- Exercise description -
Keep every line of the data below that has the string "figure" and present those lines.

#### Provided data ####

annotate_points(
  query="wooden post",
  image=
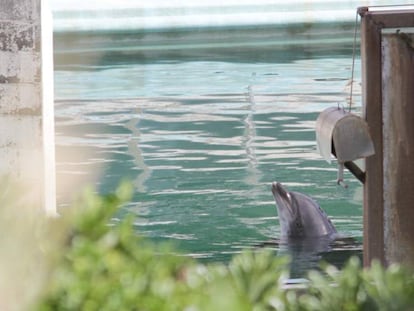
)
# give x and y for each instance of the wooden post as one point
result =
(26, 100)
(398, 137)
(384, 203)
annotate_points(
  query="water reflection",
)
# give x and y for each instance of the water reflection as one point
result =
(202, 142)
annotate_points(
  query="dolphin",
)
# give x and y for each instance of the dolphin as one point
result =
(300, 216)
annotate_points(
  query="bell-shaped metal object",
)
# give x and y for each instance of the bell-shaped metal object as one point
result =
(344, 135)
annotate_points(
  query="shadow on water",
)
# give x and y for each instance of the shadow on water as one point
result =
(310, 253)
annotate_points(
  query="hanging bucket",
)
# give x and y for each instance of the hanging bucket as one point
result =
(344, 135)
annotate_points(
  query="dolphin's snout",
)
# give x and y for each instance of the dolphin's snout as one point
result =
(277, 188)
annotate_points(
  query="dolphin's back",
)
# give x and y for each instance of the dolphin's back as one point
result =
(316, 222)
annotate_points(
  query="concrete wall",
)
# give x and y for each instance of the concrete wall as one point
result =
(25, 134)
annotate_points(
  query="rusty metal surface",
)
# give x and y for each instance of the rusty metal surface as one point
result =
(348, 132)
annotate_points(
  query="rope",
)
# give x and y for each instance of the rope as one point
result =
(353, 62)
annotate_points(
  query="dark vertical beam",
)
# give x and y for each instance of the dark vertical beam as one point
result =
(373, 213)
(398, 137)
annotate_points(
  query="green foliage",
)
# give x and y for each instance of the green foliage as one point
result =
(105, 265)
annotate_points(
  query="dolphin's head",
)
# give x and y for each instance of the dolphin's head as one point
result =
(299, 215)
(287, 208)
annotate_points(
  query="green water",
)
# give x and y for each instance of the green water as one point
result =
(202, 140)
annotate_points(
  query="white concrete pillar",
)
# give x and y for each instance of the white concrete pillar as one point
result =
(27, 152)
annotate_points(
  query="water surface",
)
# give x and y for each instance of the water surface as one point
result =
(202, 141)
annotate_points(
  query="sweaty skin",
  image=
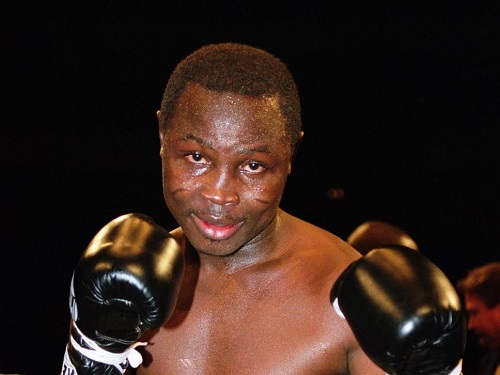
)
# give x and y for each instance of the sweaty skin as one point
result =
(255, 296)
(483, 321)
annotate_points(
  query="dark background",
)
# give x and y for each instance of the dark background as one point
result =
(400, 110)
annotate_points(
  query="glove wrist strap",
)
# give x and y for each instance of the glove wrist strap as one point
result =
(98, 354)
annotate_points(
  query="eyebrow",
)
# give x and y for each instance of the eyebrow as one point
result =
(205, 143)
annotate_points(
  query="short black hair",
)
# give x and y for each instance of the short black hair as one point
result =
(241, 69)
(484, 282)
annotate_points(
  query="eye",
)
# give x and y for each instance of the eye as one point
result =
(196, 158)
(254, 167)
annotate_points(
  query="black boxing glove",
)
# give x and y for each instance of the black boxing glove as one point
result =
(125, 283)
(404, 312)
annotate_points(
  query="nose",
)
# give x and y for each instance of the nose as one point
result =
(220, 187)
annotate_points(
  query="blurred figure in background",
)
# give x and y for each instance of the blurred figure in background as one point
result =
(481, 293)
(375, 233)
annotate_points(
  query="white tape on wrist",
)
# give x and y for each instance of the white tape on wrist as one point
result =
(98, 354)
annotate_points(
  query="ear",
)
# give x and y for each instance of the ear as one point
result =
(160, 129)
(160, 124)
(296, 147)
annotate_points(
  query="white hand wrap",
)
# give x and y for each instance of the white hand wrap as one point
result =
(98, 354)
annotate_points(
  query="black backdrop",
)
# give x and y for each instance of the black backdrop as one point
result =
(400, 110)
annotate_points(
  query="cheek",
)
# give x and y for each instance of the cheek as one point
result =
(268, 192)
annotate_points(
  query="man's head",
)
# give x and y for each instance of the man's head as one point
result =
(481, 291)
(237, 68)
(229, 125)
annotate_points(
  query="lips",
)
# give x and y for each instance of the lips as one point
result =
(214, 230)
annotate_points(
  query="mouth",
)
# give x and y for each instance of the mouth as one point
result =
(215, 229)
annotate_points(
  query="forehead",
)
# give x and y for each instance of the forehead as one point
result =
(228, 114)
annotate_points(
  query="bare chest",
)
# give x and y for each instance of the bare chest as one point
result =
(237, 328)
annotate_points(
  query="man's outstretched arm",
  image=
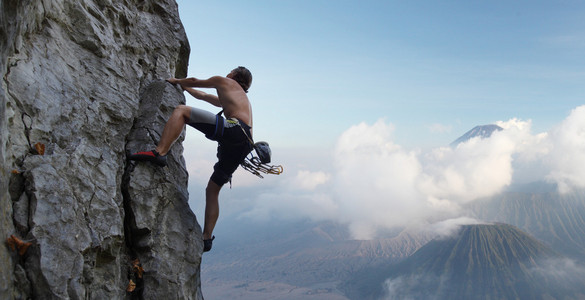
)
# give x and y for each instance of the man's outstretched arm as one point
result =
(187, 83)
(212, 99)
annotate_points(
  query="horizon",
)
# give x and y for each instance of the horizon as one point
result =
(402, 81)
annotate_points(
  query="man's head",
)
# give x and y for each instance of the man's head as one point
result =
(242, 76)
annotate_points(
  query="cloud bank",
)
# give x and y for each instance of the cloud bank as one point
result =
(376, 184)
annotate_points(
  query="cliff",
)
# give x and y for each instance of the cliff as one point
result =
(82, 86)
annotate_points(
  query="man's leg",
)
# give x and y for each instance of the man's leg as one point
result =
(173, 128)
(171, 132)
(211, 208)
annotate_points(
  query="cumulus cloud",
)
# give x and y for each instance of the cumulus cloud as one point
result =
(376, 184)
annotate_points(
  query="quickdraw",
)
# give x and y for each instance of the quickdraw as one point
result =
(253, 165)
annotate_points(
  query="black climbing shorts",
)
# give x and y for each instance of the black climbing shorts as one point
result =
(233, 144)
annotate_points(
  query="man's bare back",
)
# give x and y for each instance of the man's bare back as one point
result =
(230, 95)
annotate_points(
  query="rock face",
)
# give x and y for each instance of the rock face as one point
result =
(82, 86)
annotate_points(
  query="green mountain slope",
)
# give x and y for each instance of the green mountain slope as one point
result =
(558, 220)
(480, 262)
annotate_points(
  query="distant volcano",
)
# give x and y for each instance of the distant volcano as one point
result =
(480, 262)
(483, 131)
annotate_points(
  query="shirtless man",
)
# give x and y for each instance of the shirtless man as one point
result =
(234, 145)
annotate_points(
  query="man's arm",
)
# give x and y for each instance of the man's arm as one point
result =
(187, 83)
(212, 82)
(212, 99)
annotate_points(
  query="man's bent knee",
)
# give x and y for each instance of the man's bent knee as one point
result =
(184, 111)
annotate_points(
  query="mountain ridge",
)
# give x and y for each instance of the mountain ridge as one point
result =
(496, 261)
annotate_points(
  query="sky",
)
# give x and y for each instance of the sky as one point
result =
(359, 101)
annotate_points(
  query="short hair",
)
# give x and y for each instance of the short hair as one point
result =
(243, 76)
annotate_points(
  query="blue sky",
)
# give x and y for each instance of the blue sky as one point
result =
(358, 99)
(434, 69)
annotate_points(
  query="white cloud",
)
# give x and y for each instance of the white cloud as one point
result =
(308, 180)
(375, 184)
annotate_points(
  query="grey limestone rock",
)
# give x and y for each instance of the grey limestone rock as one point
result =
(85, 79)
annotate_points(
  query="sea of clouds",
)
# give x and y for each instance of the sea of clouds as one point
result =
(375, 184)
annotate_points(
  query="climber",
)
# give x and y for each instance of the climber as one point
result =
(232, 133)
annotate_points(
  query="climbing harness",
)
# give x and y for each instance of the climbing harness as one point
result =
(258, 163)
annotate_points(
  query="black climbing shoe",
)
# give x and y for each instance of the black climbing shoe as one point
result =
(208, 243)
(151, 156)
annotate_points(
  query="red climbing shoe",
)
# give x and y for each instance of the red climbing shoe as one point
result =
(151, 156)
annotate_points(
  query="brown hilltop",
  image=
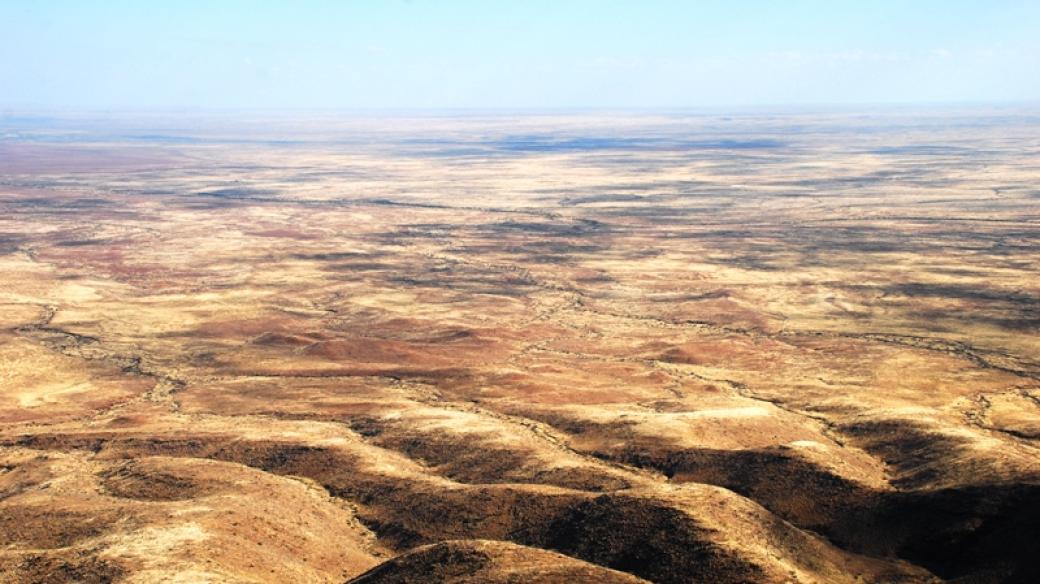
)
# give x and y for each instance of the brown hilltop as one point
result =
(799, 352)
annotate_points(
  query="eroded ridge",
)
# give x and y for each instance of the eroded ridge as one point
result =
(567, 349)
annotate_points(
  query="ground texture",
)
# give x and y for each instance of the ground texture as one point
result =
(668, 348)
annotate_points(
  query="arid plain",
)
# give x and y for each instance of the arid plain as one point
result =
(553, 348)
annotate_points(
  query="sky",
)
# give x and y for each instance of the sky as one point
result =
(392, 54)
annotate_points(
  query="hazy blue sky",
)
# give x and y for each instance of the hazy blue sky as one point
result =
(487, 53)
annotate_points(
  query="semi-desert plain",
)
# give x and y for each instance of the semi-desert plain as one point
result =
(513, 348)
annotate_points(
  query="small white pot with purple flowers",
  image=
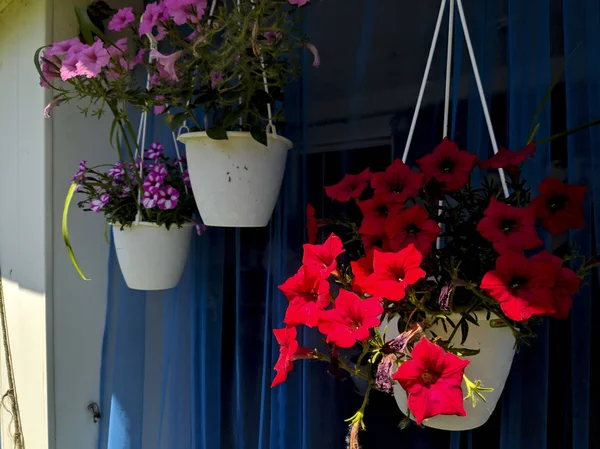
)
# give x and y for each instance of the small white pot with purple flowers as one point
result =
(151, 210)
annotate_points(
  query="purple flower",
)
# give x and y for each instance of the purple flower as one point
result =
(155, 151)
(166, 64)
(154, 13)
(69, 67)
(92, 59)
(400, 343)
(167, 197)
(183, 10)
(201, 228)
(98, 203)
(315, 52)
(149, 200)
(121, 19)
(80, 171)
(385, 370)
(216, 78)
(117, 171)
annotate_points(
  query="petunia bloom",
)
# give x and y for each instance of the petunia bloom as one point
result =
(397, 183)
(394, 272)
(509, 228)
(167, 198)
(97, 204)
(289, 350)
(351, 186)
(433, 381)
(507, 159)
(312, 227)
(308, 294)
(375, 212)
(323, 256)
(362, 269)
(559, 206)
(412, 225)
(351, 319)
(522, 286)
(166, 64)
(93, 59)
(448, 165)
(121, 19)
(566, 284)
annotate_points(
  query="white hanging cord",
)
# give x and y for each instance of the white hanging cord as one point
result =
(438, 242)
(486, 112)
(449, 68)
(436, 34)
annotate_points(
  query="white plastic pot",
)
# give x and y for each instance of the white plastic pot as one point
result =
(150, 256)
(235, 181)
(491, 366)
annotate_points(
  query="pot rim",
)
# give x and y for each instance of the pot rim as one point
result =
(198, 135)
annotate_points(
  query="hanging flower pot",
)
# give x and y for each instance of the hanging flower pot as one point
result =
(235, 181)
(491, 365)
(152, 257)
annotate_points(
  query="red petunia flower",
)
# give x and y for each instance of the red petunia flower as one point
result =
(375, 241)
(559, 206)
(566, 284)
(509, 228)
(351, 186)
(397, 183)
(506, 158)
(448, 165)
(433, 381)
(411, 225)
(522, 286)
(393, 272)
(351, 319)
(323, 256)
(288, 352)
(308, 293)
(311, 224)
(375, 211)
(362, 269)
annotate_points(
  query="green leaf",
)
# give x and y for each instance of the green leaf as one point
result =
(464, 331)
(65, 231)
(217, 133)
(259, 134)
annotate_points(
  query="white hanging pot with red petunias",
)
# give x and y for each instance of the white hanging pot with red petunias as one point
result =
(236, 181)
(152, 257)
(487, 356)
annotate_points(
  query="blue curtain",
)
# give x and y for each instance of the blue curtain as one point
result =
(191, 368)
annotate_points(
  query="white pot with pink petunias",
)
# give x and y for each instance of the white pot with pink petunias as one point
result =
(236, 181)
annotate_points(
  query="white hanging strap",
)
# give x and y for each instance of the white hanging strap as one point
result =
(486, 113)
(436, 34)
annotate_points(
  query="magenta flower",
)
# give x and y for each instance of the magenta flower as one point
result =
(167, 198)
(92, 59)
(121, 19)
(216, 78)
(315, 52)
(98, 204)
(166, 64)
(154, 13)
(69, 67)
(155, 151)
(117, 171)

####

- Solution to this problem -
  query="blurred figure in background",
# give x and y for each instance of the blurred figure in background as one point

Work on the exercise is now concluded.